EXTRAIT FOURNI:
Voilà plus d'un siècle que l'on vient chez Bouvarel. Autrefois, c'était en patache, puis par le train, et maintenant en voiture. Cinq générations de Bouvarel s'y sont déjà succédé, en attendant que la prochaine assure la relève avec le petit-fils Romain.

 

Quant au personnel, il y est aussi solidement ancré, au point de sembler faire partie de la famille. Ainsi, la vraie fierté du chef, Richard Ferrand, entré dans la maison comme apprenti, il y a trente-cinq ans, c'est d'avoir reçu - des mains du regretté Jacques Pic - la médaille du travail. Tout comme Renée Monnet, chef de rang, également décorée après trois décennies et demie de bons et loyaux services. Aux confins de l'Isère et de la Drôme, Bouvarel est un ancien relais de poste ombragé de tilleuls, de platanes et de marronniers. Ici on sait vivre, savourer chaque instant et attendre le suivant sans s'agiter. Les cuisines ouvrent sur le jardin. En face, une petite gare.

Entrées de pointage et d'étiquetage
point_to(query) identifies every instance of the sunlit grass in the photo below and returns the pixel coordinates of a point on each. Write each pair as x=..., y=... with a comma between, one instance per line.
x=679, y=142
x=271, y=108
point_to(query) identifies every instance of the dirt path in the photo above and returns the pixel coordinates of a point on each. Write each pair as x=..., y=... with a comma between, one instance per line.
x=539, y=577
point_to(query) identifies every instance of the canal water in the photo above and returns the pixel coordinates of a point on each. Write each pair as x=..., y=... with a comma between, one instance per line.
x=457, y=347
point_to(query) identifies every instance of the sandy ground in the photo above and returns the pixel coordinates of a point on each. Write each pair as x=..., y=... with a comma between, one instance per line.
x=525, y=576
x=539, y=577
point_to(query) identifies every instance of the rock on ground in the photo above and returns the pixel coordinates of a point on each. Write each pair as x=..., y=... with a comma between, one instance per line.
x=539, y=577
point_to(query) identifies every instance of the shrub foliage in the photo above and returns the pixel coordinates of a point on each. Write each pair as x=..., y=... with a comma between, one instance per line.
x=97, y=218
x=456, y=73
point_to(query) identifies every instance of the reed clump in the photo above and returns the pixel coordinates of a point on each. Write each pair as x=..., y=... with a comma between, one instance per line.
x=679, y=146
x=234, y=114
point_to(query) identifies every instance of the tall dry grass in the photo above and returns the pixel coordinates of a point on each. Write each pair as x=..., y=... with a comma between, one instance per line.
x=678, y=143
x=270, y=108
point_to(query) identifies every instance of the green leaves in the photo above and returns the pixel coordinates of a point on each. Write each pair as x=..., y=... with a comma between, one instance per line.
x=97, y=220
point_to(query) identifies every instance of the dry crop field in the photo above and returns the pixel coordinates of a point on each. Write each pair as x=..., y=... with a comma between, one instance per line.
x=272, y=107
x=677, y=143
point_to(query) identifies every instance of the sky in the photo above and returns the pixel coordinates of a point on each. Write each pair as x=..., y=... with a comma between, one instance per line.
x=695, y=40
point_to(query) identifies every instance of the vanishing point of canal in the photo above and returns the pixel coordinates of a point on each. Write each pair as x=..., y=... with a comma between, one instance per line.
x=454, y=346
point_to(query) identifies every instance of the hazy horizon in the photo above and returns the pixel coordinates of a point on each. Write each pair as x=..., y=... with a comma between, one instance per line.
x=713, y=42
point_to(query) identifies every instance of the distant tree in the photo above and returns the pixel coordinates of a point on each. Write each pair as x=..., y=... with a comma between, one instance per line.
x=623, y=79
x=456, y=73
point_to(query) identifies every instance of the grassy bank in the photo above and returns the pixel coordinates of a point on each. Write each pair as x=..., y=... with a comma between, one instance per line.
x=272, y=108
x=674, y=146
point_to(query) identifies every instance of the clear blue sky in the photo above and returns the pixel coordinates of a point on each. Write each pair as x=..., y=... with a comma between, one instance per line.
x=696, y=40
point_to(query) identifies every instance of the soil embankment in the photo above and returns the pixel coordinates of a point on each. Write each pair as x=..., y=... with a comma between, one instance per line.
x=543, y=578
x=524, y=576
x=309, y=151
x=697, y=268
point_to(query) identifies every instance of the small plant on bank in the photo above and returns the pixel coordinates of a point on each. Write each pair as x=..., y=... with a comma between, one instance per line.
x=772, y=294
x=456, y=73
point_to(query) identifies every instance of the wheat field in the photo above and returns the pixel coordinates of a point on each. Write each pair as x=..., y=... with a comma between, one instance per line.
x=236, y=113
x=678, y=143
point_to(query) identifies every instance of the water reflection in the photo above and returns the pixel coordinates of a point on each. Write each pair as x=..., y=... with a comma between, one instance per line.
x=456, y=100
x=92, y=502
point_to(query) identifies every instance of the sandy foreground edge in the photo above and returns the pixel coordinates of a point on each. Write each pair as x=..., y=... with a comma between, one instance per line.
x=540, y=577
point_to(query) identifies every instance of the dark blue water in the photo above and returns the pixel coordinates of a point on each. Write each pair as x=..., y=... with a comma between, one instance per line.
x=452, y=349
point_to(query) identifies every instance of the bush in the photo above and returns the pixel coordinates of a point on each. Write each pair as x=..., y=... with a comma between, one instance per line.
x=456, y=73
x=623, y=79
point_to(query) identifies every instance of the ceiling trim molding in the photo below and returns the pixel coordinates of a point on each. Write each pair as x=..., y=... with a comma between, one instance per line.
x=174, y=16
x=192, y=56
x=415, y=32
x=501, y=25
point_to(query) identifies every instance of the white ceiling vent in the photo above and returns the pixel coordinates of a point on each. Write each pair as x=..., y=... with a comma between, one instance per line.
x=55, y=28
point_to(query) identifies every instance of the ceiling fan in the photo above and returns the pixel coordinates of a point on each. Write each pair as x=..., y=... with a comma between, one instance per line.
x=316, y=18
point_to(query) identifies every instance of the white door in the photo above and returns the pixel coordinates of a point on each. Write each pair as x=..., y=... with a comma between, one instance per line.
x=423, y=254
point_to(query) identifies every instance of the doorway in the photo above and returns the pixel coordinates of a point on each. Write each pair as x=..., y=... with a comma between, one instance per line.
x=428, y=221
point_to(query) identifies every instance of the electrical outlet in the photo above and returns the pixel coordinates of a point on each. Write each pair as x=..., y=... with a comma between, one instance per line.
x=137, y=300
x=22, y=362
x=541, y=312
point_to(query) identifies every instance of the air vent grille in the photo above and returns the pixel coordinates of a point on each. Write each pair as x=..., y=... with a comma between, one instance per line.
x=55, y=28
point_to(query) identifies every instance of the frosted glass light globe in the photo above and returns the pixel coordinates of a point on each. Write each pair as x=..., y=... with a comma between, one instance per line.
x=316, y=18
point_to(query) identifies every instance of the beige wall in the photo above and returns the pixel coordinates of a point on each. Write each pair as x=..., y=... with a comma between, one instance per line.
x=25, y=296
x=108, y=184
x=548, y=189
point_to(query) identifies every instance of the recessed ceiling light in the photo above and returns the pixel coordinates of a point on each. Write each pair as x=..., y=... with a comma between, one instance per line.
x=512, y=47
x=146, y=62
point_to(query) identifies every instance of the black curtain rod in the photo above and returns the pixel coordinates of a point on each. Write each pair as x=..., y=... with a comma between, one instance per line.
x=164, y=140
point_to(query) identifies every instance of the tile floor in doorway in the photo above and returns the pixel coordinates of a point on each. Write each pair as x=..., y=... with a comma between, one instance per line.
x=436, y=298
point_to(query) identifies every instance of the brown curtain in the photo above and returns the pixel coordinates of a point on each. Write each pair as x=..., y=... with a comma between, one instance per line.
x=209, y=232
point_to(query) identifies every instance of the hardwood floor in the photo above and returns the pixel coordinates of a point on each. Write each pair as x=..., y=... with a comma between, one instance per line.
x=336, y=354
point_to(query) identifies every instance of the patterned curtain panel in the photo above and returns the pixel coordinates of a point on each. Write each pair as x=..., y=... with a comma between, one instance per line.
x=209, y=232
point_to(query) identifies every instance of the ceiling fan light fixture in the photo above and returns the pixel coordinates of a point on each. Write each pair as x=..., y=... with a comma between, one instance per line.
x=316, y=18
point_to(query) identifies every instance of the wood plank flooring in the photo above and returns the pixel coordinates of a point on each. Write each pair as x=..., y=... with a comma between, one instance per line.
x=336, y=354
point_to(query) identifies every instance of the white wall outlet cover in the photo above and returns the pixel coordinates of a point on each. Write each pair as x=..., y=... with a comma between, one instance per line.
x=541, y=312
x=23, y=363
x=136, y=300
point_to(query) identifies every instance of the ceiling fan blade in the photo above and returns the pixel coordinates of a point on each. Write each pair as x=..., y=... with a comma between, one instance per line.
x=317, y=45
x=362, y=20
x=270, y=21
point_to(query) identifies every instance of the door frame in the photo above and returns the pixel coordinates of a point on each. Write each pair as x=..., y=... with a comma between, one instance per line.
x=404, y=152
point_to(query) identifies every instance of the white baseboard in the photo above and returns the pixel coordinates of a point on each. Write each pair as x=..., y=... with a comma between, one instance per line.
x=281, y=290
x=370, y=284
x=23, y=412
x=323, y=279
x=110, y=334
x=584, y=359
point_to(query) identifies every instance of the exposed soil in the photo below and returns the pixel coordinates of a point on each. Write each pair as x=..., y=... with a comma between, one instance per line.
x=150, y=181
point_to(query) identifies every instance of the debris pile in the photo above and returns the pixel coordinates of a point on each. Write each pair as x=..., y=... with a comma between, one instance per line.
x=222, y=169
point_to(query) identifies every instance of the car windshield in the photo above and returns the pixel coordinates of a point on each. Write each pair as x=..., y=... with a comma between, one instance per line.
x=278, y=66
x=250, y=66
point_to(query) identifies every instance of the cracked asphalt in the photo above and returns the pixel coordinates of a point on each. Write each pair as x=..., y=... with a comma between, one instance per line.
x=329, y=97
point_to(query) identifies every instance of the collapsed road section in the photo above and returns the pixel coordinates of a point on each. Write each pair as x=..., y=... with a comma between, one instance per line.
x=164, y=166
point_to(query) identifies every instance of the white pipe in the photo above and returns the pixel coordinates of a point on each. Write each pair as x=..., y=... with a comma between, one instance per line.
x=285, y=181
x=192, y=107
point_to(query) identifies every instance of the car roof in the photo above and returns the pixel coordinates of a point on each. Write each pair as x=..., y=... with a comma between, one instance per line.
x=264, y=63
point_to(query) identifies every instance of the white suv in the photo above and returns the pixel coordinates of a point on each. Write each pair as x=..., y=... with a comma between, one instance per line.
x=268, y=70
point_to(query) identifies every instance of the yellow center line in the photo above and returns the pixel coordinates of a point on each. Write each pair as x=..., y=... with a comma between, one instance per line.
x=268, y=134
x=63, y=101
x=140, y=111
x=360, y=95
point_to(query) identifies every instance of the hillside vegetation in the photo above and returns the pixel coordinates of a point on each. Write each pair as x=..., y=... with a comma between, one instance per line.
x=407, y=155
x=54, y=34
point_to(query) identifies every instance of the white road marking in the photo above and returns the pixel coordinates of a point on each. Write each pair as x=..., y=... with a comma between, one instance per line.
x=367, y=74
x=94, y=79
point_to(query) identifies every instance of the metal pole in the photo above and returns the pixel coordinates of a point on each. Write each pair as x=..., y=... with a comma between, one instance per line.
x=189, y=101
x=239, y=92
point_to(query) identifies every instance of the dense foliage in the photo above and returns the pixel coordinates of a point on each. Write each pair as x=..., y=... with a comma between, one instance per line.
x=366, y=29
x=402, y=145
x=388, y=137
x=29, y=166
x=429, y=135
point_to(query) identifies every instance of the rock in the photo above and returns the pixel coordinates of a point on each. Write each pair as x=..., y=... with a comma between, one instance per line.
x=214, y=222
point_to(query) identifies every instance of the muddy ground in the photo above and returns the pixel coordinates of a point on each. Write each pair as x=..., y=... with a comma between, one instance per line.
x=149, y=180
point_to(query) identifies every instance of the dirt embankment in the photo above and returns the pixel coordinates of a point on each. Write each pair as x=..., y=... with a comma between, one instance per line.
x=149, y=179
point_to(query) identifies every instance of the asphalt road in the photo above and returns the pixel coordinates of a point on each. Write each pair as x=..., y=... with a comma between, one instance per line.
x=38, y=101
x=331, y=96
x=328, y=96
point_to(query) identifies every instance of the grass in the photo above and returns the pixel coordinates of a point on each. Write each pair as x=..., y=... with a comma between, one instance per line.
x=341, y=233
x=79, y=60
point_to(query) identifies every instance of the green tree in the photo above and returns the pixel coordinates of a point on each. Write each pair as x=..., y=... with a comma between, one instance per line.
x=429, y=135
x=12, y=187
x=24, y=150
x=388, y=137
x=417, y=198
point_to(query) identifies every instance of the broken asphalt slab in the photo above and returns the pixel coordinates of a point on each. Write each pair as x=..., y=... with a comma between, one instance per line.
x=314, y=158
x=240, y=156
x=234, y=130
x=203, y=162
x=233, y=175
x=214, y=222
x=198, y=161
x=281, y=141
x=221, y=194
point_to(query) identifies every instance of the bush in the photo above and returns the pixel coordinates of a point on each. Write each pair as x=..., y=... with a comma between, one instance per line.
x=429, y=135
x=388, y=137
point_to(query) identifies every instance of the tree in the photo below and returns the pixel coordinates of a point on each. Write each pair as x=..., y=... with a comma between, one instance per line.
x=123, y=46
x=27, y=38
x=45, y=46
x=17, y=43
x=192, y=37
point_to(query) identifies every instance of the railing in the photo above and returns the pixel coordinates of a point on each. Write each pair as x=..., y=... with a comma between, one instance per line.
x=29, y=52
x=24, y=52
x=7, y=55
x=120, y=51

CONSIGNE:
Reproduisez à l'identique le passage de l'extrait sur la maison Bouvarel qui commence aux mots « Quant au personnel, il » et s'achève après les mots « une petite gare. ». Ces données sont sans rapport avec l'extrait sur la maison Bouvarel.

RÉSULTAT OBTENU:
Quant au personnel, il y est aussi solidement ancré, au point de sembler faire partie de la famille. Ainsi, la vraie fierté du chef, Richard Ferrand, entré dans la maison comme apprenti, il y a trente-cinq ans, c'est d'avoir reçu - des mains du regretté Jacques Pic - la médaille du travail. Tout comme Renée Monnet, chef de rang, également décorée après trois décennies et demie de bons et loyaux services. Aux confins de l'Isère et de la Drôme, Bouvarel est un ancien relais de poste ombragé de tilleuls, de platanes et de marronniers. Ici on sait vivre, savourer chaque instant et attendre le suivant sans s'agiter. Les cuisines ouvrent sur le jardin. En face, une petite gare.